■ Task brief
Your answer should repeat the entries in full, exactly as given, with no pictures.

■ Extracted records
═══
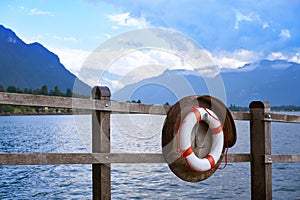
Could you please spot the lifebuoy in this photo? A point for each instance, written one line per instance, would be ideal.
(193, 117)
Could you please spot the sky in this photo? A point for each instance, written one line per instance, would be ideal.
(232, 32)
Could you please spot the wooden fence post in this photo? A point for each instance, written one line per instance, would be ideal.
(101, 144)
(260, 148)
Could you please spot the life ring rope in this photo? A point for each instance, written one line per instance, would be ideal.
(195, 115)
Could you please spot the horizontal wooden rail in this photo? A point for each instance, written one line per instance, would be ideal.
(93, 158)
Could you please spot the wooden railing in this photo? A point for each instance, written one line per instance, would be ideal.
(260, 155)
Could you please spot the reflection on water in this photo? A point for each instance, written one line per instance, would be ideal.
(147, 181)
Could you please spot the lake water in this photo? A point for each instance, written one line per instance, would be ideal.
(53, 134)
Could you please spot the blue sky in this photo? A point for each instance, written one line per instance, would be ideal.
(233, 32)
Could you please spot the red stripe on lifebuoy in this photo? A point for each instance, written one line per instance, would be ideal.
(217, 130)
(211, 160)
(197, 113)
(187, 152)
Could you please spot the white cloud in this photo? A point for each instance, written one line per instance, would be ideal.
(36, 11)
(72, 39)
(125, 19)
(239, 17)
(238, 58)
(291, 57)
(285, 34)
(72, 59)
(276, 56)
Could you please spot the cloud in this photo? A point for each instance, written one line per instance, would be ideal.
(72, 39)
(291, 57)
(125, 19)
(72, 59)
(235, 59)
(285, 34)
(251, 17)
(35, 11)
(230, 25)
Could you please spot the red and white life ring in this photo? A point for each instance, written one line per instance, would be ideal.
(196, 115)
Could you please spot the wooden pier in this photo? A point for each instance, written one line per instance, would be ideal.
(260, 155)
═══
■ Task solution
Could you please spot the lifebuoy in this photo? A point for each instance, written one line per instance, would be ideal.
(193, 117)
Could you please spot the sky in this photo? A point for each instance, written one line per instance, would be ideal.
(232, 32)
Could you please spot the wooden fence post in this photo? A point for each instance, written one line per instance, would be ideal.
(101, 144)
(260, 148)
Could you please spot the life ring rope in this photo? A point for each instance, written one line per instance, would be ideal.
(195, 115)
Could you please spot the horizontal wooden rail in this photo? A point for each instance, written one line per instance, would be ideal.
(93, 158)
Could you please spot the wooden railing in this photo? A point for each instance, written one line per instance, would be ideal.
(260, 155)
Could you please spot the reflection on water in this photo? A point for each instance, written one line per instance, would be ideal.
(147, 181)
Could you please spot the lake water in this photo? A point for each instance, written one line per instance, would be ideal.
(53, 134)
Could you please spot the blue sky in this photo? A point for each instance, written one line per instance, would be ideal.
(233, 32)
Could you please spot the red stripe on lifebuoy in this photo? A point for each instance, written one line per instance, would be ideal.
(217, 130)
(211, 160)
(197, 113)
(187, 152)
Could you please spot the white cloud in this photo? A point for each instance, written one line per instance, would be ideal.
(36, 11)
(72, 39)
(125, 19)
(239, 17)
(238, 58)
(291, 57)
(285, 34)
(72, 59)
(276, 56)
Could you please spot the cloud in this photo? A point for each instance, written one line per instance, would be ideal.
(72, 39)
(291, 57)
(125, 19)
(72, 59)
(235, 59)
(285, 34)
(251, 17)
(35, 11)
(230, 25)
Could you please spot the red and white life ring in this photo? A point for each instance, written one line per instance, would be ideal.
(196, 115)
Could you please spot the wooden pier in this photo? A point for each instance, written one line per instance, would be ideal.
(260, 155)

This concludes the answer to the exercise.